ÉNONCÉ A: D'après le texte sur l'Europe invertébrée, quelle liberté a été réalisée très vite ?

TEXTE À LIRE:

§

II - L’Europe invertébrée
- La défense ?
- Les dix « nouveaux »
- Une langue pour tous ?

Lire l'article précédent :

I - L’Europe invertébrée
- La dérive
- Un fait nouveau
- Géographie et histoire
- Une constitution ?

 

   

 


Non-dit « européen » - L'Europe invertébrée 2.

 

 

Pourquoi cette Europe prend-elle forme dans une formidable indifférence des peuples européens ? Les décomptes parfois optimistes des voix des « eurosceptiques » (lesquels ne seraient pas en augmentation) ne cernent pas le problème. L’indifférence est énorme et c’est elle qui devrait être considérée.

Au-delà des discours et des affirmations officielles, l’Europe n’existe pas et ne se donne pas les moyens d’exister. Dire cela est un paradoxe : l’Europe est réellement un géant économique. Certes ! La liberté des capitaux a d’ailleurs été réalisée très vite.

Mais il n’est pas d’Europe sociale, pas plus qu’il n’y a d’Europe de la défense. Salariés ou chômeurs n’ont guère à attendre de leur état national et rien à attendre d’une Europe-OTAN qui a les faveurs de nos responsables élus et de la Commission. D’ailleurs, cette Europe n’est pas une patrie dont il faudrait se soucier (ne serait-ce que pour aller porter un bulletin dans l’urne).

La défense ?    

En ce qui concerne la défense et la sécurité, le projet de constitution prévoit que les états membres de l’union européenne travailleront « étroitement » en coordination avec l’OTAN. Autant dire qu’ils n’auront d’autre alternative que celle de s’aligner. Dans cette perspective, l’adhésion souhaitée de la Turquie (grand pilier de l’OTAN) prend tout son sens.

§

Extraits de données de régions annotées
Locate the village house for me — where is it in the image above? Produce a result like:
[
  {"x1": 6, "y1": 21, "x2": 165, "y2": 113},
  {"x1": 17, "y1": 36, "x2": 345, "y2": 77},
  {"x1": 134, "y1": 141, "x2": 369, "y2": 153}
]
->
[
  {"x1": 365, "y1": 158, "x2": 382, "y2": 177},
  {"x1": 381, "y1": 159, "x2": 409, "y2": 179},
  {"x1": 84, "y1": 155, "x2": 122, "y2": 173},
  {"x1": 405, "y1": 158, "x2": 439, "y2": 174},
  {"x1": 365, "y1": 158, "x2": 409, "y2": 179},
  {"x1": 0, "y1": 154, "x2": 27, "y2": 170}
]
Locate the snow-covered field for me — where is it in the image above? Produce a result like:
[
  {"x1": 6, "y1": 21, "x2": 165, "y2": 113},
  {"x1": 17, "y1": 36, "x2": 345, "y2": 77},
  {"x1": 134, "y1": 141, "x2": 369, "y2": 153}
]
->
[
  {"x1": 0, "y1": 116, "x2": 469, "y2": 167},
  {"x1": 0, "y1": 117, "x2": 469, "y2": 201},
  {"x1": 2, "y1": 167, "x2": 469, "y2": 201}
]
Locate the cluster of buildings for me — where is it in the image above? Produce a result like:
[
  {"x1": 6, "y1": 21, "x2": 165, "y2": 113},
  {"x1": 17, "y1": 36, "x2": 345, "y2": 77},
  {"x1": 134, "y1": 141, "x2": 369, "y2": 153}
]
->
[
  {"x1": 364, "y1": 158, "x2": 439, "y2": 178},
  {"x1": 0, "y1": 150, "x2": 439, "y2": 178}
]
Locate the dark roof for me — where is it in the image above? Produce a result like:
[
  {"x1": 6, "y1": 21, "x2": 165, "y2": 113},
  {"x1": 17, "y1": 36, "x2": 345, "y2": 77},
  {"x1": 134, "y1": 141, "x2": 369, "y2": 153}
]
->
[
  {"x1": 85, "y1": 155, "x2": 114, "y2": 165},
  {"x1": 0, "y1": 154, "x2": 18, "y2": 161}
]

§

ÉNONCÉ B: Reprenez les lignes de données, de la ligne qui contient « Locate the dark » jusqu'à la dernière ligne de données incluse, en remplaçant « dark roof » par « red roof ». Ne modifiez rien d'autre.

RÉSULTAT ATTENDU A: La liberté des capitaux.

RÉSULTAT ATTENDU B:
Locate the red roof for me — where is it in the image above? Produce a result like:
[
  {"x1": 6, "y1": 21, "x2": 165, "y2": 113},
  {"x1": 17, "y1": 36, "x2": 345, "y2": 77},
  {"x1": 134, "y1": 141, "x2": 369, "y2": 153}
]
->
[
  {"x1": 85, "y1": 155, "x2": 114, "y2": 165},
  {"x1": 0, "y1": 154, "x2": 18, "y2": 161}
]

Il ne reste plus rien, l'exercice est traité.